───── Supplied text ─────

Vagus nerve stimulation (VNS, Liva Nova Inc, formerly Cyberonics) is a way of treating seizures that are not controlled by medication. It is a pacemaker-like device that gives electrical pulses on and off to the left vagus nerve, which is a nerve in the neck that leads directly to the brain. These electrical pulses modify brain activity and reduce seizures in many people. We do not understand fully how it works. It does create changes in blood flow and activity in certain regions involved in seizures, as well as changes in normal chemical levels in the brain. The effects take time to kick in but are long lasting.

VNS is FDA approved for patients 16 and over with partial (focal) epilepsy. There have been many studies including our own showing it works well in generalized epilepsies and children.

The surgery takes about 1 hour, under general anesthesia, and you go home the same day.

There is a 1 inch incision on the left side of the neck, and a 2 inch incision in the left armpit. Our surgeon is very careful to make the scars as small, mild and out of the way as possible. There are bandages on the incisions which can come off in about a week on their own. There are no stitches or staples to come out afterward.

The VNS is turned on at a low setting in the operating room, and then adjusted at office visits using a radio transmitter wand held over the chest attached to a hand held computer. There are many different settings, and it may take time to find the right combination.

Usually the treatment starts with a cycle of the VNS being on for 30 seconds at a time, then off for 5 minutes between pulses. When it is off there are no side effects. When it is on, there may be some hoarseness to the voice or a tickle in the throat or cough. Pain is rare. All these side effects are the most severe right after the settings are changed in the office, so the doctor can see them and change the settings immediately if they are uncomfortable. No one leaves our office uncomfortable. Over time the side effects go away and the settings can be increased.

Usually we have office visits 2 weeks after surgery, then every month for several months. It can take over a month to see the effects of any setting changes on seizures. Once things are stable, visits every 6 months or so are recommended. At each visit the VNS is checked to be sure it is functioning properly.

You are given a strong magnet to wear on a wrist band or carry with you. If a seizure occurs, you or someone with you can swipe the magnet over the VNS in the left chest to turn it on for 30 to 60 seconds, which often reduces or stops the seizure. If there are any possible side effects of stimulation, you can tape the magnet down on the chest over the pacemaker to temporarily shut it off until you can get to the doctor’s office.

The Model 106 VNS can detect the heart rate and deliver automatic increased therapy (like an automatic magnet). This can be useful for people who get rapid heartbeats during seizures.

Overall there are no activity limitations with the VNS. There are some medical procedures which cannot be done, and your doctor can discuss that with you. It is safe to go through airport security or be near a microwave oven.

Risks of bleeding or infection are very low. In many ways the VNS is safer than medication, since it is delivering therapy directly to the brain, unlike medications which can affect any organ. VNS does not cause drowsiness, dizziness, upset stomach, liver damage, blood cell problems or skin rashes. VNS does not interact or interfere with any medications.

Roughly 50-60% of people with VNS will cut their seizures in half or more. About 5-10% may stop having seizures almost completely. Some people may be able to reduce medication doses without seizures getting worse, which can be an improvement in quality of life.

───── Provided information ─────

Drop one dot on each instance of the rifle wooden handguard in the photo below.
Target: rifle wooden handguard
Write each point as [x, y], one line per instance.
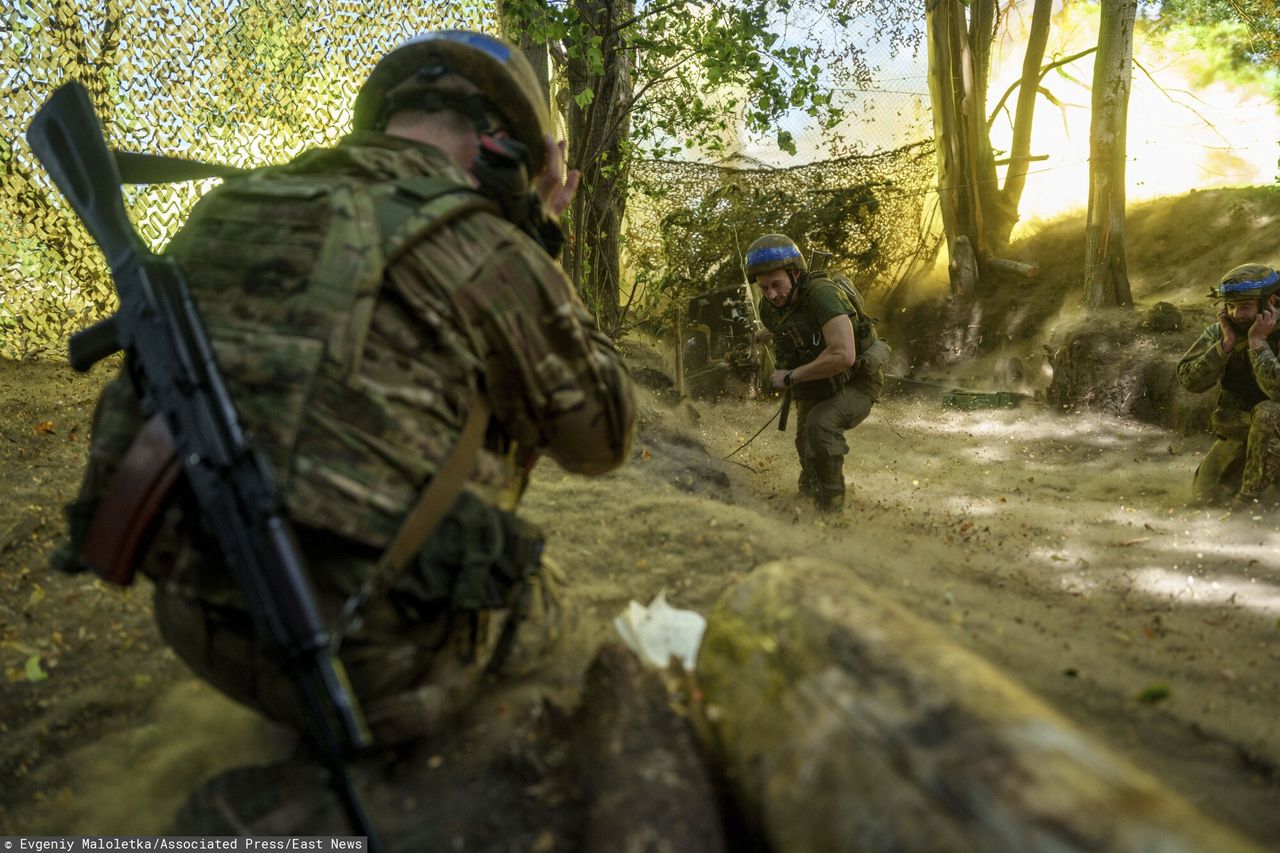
[133, 501]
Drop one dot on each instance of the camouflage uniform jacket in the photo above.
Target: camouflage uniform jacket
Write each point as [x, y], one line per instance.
[472, 305]
[1244, 377]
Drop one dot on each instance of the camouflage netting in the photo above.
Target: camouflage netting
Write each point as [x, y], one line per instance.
[240, 82]
[869, 211]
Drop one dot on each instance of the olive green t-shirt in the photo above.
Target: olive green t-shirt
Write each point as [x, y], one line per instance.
[819, 301]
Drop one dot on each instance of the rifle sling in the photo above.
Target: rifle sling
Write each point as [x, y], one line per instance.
[426, 514]
[137, 492]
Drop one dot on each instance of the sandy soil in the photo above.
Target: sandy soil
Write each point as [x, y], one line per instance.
[1059, 547]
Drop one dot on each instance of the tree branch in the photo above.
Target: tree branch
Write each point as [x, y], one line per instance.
[1045, 71]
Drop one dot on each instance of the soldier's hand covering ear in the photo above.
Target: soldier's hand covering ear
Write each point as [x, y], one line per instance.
[1264, 324]
[1230, 334]
[553, 186]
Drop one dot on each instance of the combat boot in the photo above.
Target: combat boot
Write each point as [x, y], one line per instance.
[830, 483]
[808, 484]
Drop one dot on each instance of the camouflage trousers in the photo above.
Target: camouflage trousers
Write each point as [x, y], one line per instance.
[410, 676]
[1244, 460]
[821, 445]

─────

## Task instructions
**A.** Copy word for word the passage of the vagus nerve stimulation text from "Risks of bleeding" up to and including "with any medications.".
**B.** According to the vagus nerve stimulation text, how long does the surgery take?

## Solutions in order
**A.**
Risks of bleeding or infection are very low. In many ways the VNS is safer than medication, since it is delivering therapy directly to the brain, unlike medications which can affect any organ. VNS does not cause drowsiness, dizziness, upset stomach, liver damage, blood cell problems or skin rashes. VNS does not interact or interfere with any medications.

**B.** About 1 hour.